● Problem to work on
Print every one of the records below word for word, but leave the pictures out of your answer.

[Point labeling data drawn from photos]

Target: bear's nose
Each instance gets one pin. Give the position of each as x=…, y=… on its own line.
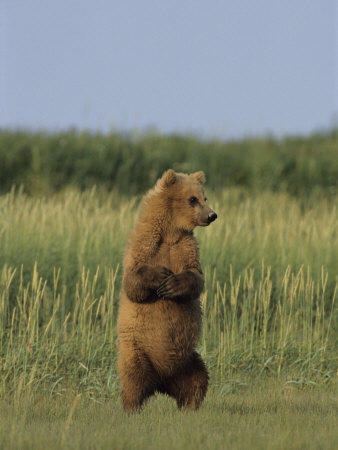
x=211, y=217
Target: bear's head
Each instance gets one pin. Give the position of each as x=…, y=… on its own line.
x=185, y=199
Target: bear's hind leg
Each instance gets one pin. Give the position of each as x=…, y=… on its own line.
x=190, y=385
x=137, y=381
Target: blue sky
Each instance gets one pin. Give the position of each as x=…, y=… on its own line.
x=215, y=68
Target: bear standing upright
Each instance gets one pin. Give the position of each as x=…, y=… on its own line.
x=160, y=317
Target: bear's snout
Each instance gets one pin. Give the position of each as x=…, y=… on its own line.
x=212, y=216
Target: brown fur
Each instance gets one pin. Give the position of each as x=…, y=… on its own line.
x=160, y=316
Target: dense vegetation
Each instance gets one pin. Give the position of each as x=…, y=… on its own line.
x=131, y=164
x=68, y=203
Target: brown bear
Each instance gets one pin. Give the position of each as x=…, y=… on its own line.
x=160, y=315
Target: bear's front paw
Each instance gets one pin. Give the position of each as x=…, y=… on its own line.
x=173, y=287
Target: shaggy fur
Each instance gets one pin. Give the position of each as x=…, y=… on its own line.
x=160, y=316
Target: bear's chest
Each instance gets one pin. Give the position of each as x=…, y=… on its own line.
x=173, y=256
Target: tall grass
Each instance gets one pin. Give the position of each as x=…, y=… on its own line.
x=269, y=302
x=132, y=163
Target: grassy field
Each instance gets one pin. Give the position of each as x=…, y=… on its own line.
x=259, y=416
x=270, y=322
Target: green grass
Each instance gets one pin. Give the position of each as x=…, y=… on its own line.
x=132, y=163
x=269, y=336
x=256, y=416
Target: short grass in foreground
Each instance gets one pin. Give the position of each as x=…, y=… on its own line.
x=263, y=415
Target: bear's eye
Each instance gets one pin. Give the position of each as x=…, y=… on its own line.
x=193, y=201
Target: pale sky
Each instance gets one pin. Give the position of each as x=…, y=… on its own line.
x=220, y=68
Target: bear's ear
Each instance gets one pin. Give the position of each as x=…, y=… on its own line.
x=199, y=177
x=168, y=178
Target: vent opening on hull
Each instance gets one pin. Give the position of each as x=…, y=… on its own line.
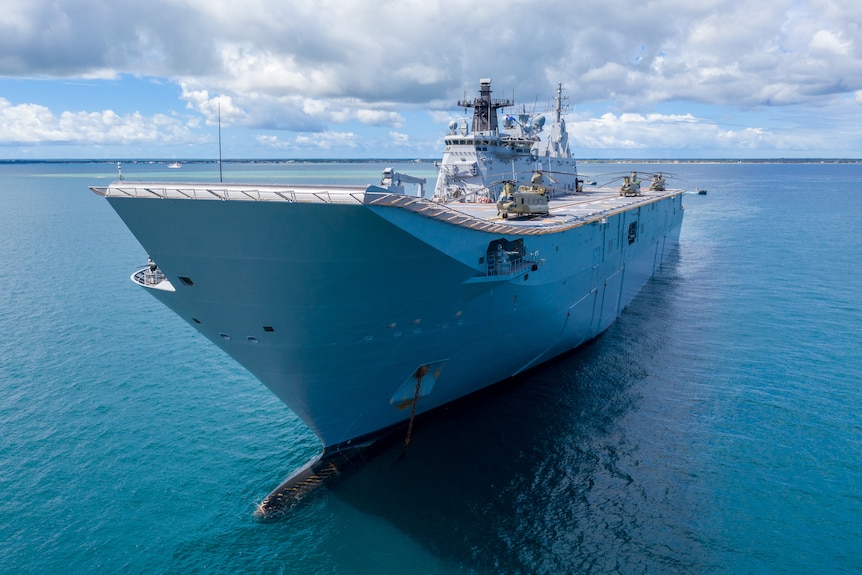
x=509, y=257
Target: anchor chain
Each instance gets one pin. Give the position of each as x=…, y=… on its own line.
x=420, y=373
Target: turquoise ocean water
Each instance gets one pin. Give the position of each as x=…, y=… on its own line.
x=714, y=428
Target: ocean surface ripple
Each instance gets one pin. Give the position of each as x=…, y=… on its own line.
x=714, y=428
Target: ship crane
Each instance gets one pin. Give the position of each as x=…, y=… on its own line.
x=394, y=182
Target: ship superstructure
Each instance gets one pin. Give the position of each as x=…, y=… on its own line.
x=480, y=157
x=363, y=306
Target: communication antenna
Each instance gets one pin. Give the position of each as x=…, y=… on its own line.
x=219, y=144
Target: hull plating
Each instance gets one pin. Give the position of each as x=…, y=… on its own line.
x=337, y=307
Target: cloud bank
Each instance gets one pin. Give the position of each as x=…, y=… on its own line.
x=664, y=74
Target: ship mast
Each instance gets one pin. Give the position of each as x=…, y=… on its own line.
x=484, y=108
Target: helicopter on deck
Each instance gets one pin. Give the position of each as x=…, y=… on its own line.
x=524, y=200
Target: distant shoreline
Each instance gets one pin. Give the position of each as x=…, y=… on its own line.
x=410, y=160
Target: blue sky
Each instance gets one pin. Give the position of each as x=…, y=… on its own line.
x=351, y=79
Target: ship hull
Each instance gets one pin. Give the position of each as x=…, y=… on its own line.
x=354, y=314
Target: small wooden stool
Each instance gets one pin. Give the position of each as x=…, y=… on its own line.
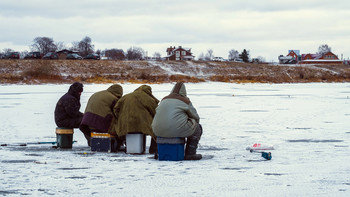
x=135, y=143
x=64, y=137
x=103, y=142
x=171, y=148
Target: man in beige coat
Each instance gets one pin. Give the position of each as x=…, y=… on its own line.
x=176, y=117
x=135, y=112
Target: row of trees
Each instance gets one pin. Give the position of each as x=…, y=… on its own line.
x=85, y=47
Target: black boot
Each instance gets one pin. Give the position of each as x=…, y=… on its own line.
x=193, y=157
x=192, y=144
x=153, y=147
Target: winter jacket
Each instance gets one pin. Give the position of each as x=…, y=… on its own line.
x=135, y=111
x=175, y=115
x=98, y=113
x=67, y=112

● Output for this task
Target: bear's nose
Each instance gets one pin. Give the position of each as x=…, y=… on its own line.
x=211, y=217
Target: bear's head
Each instance gets one pin. Give the position of each as x=…, y=… on its own line.
x=185, y=199
Target: bear's hind leg
Each instance gets one pin. Give the position of each as x=…, y=… on its own line.
x=190, y=385
x=137, y=381
Target: blue sky
Each instance gets one pin. Give the position of each as x=…, y=… on its own line.
x=215, y=68
Target: bear standing upright
Each instance gets one pin. Give the position of each as x=…, y=… on its own line.
x=160, y=317
Target: bear's snout
Each instance gets one pin. Give the position of each as x=…, y=… on its own line.
x=212, y=216
Target: brown fur
Each instance gets one pin. Give the position of each as x=…, y=… on its own line.
x=160, y=316
Target: dense vegetation
Each instance gets one pin. Give the position of each as x=…, y=… on its own line.
x=131, y=164
x=68, y=203
Target: brown bear
Each instance gets one pin. Give the position of each as x=…, y=… on its own line.
x=160, y=315
Target: bear's front paw
Each instance gets one pin. Give the position of each as x=…, y=… on its own line.
x=173, y=287
Target: shaggy fur
Each instance gets one pin. Give the position of each as x=…, y=… on its own line.
x=160, y=316
Target: bear's chest
Each instance gets one pin. Give the position of each as x=…, y=… on its own line.
x=173, y=256
Target: tall grass
Each instance gets one pin. Give the position of each as x=…, y=… on its own line.
x=269, y=302
x=132, y=163
Target: grassy field
Each instance gets one pin. Give the position of each as x=…, y=… on its own line.
x=259, y=416
x=270, y=322
Target: green grass
Each instance gets one pin. Give the position of each as x=…, y=… on its own line.
x=132, y=163
x=269, y=336
x=256, y=416
Target: short grass in foreground
Each instance gets one pin. Give the position of each as x=…, y=… on its own line.
x=263, y=415
Target: bear's eye
Each instance gets one pin. Give the position of each as x=…, y=… on its own line.
x=193, y=201
Target: pale sky
Each instance gets one pin. Give the position of each as x=…, y=… on its own line.
x=220, y=68
Target: bear's ear
Each instance gets one pin. Give the position of each as x=…, y=… on its own line.
x=199, y=177
x=168, y=178
Target: vent opening on hull
Each instance gets one pin. Give the position of each as x=…, y=… on its own line.
x=509, y=257
Target: anchor chain
Each instance gets one pin. Give the position of each as x=…, y=… on its own line.
x=420, y=373
Target: turquoise ocean water
Each instance gets one pin. Give the position of each as x=…, y=… on its own line.
x=714, y=428
Target: ocean surface ripple
Each instance gets one pin. Give the position of each as x=…, y=… on its own line.
x=714, y=428
Target: ship crane
Each instance gets one pin. Give the position of each as x=…, y=… on its own line.
x=394, y=182
Target: ship superstructure
Each instance gets one pin. Give the position of each as x=…, y=… on its own line.
x=480, y=157
x=363, y=306
Target: communication antenna
Each instance gets one pin. Give the position of each as x=…, y=… on its own line.
x=219, y=144
Target: hull plating
Each instance gets one pin. Give the position of each as x=…, y=… on its own line.
x=337, y=307
Target: cloud bank
Each instance gets one pin. Give the position of each as x=…, y=… on its own line.
x=664, y=74
Target: ship mast
Each instance gets one pin. Give the position of each as x=…, y=… on its own line.
x=484, y=108
Target: helicopter on deck
Each instance gets one pin. Give the position of each as x=…, y=… on its own line.
x=524, y=200
Target: distant shoreline
Each instance gets one pin. Give the position of each as x=…, y=… on its own line.
x=410, y=160
Target: blue sky
Each instance gets one pin. Give the position of each as x=…, y=… on its own line.
x=351, y=79
Target: ship hull
Each instance gets one pin. Give the position of each as x=…, y=… on its own line.
x=354, y=314
Target: small wooden stool
Each instance gets one pin. Give the position of each as x=…, y=… on its own line.
x=135, y=143
x=64, y=137
x=103, y=142
x=171, y=148
Target: man in beige coat
Each instance gets one pin. Give the position of each as x=…, y=… on its own line.
x=176, y=117
x=135, y=112
Target: row of trees
Each instance gets one pin. Give the position of each as x=…, y=… on its own line.
x=85, y=47
Target: black boot
Each instance gets one pin. Give the position of each as x=…, y=… on its own line.
x=193, y=157
x=192, y=144
x=153, y=147
Target: winter jacket
Each instance gets one pin. Give the position of each as x=…, y=… on its own line.
x=135, y=111
x=175, y=115
x=98, y=113
x=67, y=112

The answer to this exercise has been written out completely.